STATED GOAL:
In the items below, put the lines from the one containing "target | danish flag" up to and including the one containing "<point>485,218</point>" into a JSON list of strings, one string per line, leaving out blank lines.

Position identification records
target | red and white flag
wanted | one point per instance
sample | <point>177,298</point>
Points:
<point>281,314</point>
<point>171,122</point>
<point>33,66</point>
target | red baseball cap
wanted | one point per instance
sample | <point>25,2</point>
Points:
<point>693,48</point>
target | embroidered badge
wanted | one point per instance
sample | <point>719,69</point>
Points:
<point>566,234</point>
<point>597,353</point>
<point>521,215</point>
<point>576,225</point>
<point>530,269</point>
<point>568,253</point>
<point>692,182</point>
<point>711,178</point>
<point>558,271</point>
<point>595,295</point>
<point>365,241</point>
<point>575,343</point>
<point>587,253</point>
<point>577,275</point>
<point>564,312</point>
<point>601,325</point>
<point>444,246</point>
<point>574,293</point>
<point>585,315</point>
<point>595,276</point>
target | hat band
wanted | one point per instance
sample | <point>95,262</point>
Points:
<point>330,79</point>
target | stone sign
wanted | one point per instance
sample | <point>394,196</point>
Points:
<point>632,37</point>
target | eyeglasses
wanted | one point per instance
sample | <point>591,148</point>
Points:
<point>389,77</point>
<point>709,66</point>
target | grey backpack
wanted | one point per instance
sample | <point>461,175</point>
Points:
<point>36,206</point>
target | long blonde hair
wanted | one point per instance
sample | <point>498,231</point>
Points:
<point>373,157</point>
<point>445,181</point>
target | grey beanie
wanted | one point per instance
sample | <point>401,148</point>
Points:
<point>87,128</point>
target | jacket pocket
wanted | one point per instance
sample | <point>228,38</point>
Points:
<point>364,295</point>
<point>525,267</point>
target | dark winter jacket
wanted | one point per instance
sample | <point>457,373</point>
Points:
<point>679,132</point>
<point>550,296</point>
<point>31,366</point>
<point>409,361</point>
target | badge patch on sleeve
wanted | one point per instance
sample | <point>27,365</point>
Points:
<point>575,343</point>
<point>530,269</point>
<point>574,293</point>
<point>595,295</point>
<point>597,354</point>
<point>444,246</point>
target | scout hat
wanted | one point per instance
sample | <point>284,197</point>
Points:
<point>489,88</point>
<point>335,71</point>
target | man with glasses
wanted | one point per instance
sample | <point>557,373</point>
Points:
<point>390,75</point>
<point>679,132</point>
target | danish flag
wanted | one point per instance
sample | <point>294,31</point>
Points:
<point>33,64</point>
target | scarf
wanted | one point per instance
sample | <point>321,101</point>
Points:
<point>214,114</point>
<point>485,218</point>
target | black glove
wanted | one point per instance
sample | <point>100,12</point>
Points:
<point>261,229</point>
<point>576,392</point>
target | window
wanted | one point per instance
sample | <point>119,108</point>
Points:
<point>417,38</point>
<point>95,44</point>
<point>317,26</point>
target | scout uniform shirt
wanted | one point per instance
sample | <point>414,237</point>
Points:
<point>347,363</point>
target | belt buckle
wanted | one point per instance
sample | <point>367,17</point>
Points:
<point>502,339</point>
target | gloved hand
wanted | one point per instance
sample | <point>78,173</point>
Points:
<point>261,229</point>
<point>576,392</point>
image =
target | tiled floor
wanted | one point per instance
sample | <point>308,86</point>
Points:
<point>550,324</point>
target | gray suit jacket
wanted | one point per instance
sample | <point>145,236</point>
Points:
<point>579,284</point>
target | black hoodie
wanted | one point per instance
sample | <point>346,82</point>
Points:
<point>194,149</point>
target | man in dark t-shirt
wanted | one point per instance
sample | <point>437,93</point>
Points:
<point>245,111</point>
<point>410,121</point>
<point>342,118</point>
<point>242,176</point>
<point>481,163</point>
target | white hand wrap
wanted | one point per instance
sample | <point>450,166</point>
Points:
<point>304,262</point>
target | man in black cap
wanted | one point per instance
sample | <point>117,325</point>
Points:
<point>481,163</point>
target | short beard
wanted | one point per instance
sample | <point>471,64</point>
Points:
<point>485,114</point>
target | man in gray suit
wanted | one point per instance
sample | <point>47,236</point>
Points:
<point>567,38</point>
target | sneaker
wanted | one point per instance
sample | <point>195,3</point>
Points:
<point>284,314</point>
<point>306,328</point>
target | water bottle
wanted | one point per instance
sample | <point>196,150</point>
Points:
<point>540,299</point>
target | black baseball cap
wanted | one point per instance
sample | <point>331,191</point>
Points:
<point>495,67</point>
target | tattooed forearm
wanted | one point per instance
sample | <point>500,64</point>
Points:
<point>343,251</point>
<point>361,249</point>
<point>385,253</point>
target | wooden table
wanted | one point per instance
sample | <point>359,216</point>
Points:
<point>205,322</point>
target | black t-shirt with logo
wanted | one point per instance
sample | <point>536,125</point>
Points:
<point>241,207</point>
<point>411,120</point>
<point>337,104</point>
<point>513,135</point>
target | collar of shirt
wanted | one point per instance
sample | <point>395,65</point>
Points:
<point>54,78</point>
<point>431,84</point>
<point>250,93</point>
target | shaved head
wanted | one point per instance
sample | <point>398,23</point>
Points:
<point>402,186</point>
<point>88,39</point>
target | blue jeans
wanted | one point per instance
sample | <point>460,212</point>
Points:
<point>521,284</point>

OUTPUT:
[
  "target | danish flag",
  "wanted | one point per instance",
  "sample | <point>294,31</point>",
  "Points:",
  "<point>33,64</point>",
  "target | scarf",
  "wanted | one point per instance",
  "sample | <point>321,101</point>",
  "Points:",
  "<point>214,114</point>",
  "<point>485,218</point>"
]